## Start The data

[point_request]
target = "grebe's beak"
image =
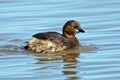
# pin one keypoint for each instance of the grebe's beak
(79, 30)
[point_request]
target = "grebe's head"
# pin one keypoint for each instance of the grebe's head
(72, 27)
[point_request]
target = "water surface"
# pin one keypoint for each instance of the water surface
(20, 19)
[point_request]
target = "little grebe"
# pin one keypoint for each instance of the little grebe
(52, 41)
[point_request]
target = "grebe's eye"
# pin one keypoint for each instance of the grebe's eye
(75, 27)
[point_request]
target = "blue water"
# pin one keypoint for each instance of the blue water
(20, 19)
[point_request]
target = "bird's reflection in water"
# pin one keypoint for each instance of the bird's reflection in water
(67, 58)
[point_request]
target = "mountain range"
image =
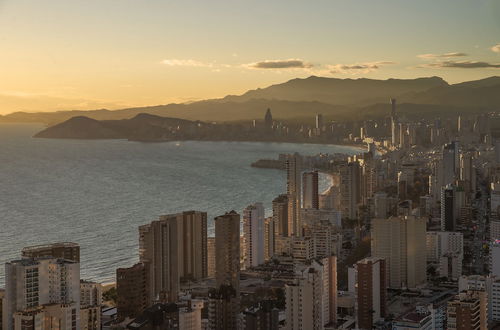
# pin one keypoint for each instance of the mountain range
(303, 98)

## End The data

Direction: Copy out all the records above word for word, leaving out the pictures.

Solution to the exercise:
[point_request]
target = "grebe's beak"
image =
# pin one keypoint for each instance of the grebe's beak
(79, 30)
[point_request]
target = "grebe's head"
# pin one keypoint for each instance of the grebe's head
(72, 27)
[point_request]
target = "water surface"
# pin one keypoint for each instance of the water surface
(20, 19)
[point_request]
target = "little grebe"
# pin one keypoint for each instance of the little grebe
(52, 41)
[point_request]
target = "grebe's eye"
# pin one keypoint for each instance of the grebe's eye
(75, 27)
[point_request]
target = "blue water"
# pin one keypoint for each instance of the blue water
(20, 19)
[point_request]
target = "bird's reflection in water"
# pin one keypoint for each instance of the bird's reflection in water
(67, 58)
[point_request]
target = "mountain range"
image =
# pin one keypoint for each instance of the mountain range
(303, 98)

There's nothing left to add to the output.